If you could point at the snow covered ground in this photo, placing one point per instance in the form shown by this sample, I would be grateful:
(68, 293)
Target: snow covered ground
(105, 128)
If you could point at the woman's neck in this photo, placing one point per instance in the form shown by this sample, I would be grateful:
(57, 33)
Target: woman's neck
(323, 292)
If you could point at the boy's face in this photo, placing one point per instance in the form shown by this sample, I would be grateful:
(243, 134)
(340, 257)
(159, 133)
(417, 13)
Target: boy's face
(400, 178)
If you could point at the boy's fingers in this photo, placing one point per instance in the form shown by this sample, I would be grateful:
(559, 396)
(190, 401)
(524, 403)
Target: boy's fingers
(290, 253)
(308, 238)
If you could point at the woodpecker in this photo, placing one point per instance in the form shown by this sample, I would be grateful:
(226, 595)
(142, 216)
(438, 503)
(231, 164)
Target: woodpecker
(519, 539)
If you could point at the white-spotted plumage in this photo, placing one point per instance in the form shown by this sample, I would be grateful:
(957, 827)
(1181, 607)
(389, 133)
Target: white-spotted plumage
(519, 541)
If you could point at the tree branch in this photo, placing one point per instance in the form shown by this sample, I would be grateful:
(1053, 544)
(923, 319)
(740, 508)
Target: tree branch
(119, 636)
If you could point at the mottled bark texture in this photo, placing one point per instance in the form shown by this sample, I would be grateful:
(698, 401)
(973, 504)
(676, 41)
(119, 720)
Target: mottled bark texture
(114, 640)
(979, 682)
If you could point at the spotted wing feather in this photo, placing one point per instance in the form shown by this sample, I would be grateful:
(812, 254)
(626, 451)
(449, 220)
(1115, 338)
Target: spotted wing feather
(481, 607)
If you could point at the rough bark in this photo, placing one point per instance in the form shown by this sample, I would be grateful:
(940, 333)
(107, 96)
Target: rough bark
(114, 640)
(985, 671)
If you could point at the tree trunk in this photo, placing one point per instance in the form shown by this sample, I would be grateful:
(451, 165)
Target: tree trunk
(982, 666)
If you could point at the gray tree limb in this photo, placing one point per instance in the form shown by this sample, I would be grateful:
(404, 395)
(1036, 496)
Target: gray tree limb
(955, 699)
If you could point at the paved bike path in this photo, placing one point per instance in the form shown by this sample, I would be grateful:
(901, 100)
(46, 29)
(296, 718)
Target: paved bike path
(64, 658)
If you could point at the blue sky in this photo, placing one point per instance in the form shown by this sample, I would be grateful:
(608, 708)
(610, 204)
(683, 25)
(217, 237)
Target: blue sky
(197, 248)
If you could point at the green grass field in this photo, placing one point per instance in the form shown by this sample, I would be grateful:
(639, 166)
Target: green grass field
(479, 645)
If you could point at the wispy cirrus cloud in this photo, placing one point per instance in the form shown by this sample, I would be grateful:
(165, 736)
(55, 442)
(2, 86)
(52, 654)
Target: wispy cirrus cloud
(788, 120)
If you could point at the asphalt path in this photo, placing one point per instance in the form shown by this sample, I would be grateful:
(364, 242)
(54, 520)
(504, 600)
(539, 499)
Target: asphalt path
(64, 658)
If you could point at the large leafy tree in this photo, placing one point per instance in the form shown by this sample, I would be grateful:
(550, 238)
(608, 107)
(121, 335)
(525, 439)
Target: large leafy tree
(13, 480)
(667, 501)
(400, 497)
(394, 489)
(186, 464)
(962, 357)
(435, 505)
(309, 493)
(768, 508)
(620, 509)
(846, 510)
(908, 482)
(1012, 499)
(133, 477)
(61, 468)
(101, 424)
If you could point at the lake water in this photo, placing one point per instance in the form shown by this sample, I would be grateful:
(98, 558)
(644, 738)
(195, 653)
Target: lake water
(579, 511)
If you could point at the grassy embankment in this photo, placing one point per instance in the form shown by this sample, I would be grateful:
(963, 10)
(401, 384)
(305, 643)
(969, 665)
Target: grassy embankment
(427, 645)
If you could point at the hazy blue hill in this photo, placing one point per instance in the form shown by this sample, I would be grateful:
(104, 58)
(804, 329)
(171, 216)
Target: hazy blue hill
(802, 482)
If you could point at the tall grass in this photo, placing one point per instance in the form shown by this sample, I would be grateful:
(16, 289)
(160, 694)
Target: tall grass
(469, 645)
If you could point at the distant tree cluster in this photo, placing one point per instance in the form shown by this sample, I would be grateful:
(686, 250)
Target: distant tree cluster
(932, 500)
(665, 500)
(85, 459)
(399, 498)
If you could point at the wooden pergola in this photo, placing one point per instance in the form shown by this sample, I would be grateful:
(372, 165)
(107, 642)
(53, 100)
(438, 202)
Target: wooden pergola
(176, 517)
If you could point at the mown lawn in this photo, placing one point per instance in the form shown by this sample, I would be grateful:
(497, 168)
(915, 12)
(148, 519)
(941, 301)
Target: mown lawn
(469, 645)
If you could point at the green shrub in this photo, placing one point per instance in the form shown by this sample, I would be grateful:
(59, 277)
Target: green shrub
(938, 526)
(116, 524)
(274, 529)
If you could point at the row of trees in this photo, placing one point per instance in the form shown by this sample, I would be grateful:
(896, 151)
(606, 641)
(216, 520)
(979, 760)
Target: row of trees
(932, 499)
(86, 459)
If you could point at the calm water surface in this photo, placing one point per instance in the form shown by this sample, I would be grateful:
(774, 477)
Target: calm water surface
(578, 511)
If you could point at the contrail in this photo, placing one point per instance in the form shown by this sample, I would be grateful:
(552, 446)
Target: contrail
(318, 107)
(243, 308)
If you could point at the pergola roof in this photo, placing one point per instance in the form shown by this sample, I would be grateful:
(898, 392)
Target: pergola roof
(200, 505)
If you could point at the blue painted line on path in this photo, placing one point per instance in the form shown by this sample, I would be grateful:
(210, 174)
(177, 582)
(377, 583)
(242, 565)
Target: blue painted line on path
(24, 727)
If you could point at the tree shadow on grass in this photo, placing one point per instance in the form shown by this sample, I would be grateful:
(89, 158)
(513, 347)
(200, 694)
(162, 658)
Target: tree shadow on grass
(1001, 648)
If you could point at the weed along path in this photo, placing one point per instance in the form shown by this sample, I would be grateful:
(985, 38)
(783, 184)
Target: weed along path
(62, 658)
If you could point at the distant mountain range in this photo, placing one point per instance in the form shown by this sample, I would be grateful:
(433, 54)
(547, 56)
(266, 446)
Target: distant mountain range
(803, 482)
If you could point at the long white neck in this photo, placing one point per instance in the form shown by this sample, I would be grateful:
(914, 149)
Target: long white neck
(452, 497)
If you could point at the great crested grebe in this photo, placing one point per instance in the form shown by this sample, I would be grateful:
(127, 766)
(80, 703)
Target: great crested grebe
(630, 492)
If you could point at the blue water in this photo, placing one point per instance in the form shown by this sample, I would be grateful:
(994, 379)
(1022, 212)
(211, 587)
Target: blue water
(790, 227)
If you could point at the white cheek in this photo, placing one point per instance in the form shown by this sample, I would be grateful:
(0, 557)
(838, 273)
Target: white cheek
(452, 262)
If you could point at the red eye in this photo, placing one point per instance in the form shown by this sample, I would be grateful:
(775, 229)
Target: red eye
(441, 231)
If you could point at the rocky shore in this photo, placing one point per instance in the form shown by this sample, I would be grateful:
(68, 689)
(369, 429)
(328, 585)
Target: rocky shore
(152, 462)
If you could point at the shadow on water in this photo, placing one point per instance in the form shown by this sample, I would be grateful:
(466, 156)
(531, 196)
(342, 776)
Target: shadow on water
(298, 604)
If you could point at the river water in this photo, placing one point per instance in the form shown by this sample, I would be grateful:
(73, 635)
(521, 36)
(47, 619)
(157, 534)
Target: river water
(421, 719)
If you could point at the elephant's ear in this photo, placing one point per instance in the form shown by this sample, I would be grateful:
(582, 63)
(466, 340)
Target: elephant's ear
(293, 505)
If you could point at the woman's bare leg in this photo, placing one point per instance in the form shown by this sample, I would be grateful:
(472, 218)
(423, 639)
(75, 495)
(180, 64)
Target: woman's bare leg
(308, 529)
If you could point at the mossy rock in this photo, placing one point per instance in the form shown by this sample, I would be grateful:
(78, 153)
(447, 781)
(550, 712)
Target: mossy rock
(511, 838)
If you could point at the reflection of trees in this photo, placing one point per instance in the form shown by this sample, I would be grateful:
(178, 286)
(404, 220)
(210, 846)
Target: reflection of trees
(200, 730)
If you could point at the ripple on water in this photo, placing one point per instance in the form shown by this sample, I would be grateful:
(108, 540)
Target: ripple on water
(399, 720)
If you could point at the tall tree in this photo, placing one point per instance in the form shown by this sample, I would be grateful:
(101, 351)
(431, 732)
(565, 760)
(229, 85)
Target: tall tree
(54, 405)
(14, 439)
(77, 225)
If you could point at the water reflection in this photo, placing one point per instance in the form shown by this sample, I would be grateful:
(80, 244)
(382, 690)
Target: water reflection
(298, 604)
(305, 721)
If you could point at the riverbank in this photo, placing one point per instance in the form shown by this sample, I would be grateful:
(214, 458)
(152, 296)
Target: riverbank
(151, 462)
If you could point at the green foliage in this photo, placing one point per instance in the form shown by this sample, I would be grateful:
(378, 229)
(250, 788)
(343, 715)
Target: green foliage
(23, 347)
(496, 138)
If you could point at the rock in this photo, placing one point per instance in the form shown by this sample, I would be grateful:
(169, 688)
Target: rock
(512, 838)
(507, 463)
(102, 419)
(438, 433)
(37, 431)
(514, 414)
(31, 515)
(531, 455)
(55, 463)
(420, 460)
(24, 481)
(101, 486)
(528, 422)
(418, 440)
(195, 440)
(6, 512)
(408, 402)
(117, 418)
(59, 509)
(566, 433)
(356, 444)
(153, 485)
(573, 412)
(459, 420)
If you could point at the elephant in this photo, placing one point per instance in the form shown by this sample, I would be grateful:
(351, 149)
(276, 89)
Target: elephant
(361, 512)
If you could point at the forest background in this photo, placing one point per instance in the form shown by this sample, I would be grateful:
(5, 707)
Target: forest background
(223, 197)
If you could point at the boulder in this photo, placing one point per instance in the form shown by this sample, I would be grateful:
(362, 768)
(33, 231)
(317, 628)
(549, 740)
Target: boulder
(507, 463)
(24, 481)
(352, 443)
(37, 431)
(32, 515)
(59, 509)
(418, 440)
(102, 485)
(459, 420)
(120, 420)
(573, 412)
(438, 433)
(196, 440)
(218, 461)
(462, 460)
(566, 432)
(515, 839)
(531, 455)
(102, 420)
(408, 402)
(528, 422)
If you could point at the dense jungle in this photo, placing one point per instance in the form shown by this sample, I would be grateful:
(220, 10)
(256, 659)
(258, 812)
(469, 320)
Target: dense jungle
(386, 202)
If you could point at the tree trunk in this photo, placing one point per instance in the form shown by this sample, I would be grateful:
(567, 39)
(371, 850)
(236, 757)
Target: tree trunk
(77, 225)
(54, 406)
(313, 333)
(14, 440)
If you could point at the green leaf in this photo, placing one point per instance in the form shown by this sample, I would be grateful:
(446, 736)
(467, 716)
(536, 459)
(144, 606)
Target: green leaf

§ **WHAT IS BEING ASKED**
Reproduce nothing but the lines from the line containing "If you could point at the rock in" to the last line of the data, each exactly as written.

§ **SOLUTION TO THIS TASK**
If you could point at the rock in this photo, placing one point per instance in the form shown by this sample, I would be grateful:
(169, 688)
Target: rock
(512, 838)
(507, 463)
(102, 419)
(438, 433)
(37, 431)
(514, 414)
(31, 515)
(531, 455)
(55, 463)
(420, 460)
(24, 481)
(101, 486)
(528, 422)
(418, 440)
(195, 440)
(6, 512)
(408, 402)
(117, 418)
(59, 509)
(566, 433)
(356, 444)
(153, 485)
(573, 412)
(459, 420)
If you could point at the elephant in this photo, placing one point per instance in the form shown by this sample, I would be grateful:
(351, 149)
(276, 89)
Target: elephant
(361, 512)
If you could point at the forest background in this photo, placing one point per instance in the form shown by this sample, I would be grateful:
(5, 707)
Target: forest background
(223, 197)
If you could point at the boulder in this photo, placing one point per instance in the form shown by this sample, I would be grateful:
(362, 768)
(33, 231)
(317, 628)
(549, 740)
Target: boulder
(507, 463)
(24, 481)
(352, 443)
(37, 431)
(32, 515)
(59, 509)
(418, 440)
(102, 485)
(459, 420)
(120, 420)
(573, 412)
(438, 433)
(196, 440)
(218, 461)
(462, 460)
(566, 432)
(515, 839)
(531, 455)
(102, 420)
(408, 402)
(528, 422)
If you could point at the dense jungle in this photo, placing one point per instance in the form shown by this sample, I would be grateful:
(220, 10)
(256, 659)
(258, 812)
(469, 320)
Target: dense jungle
(386, 202)
If you could point at the tree trunk in this photo, placing one point per instance in the form shown by this sample, I would be grateful:
(567, 39)
(371, 850)
(236, 757)
Target: tree trunk
(77, 225)
(54, 406)
(313, 333)
(14, 440)
If you could point at the green leaf in this photo, placing one point per instance in the form shown by this sample, I would be grateful:
(446, 736)
(467, 716)
(536, 459)
(144, 606)
Target: green leaf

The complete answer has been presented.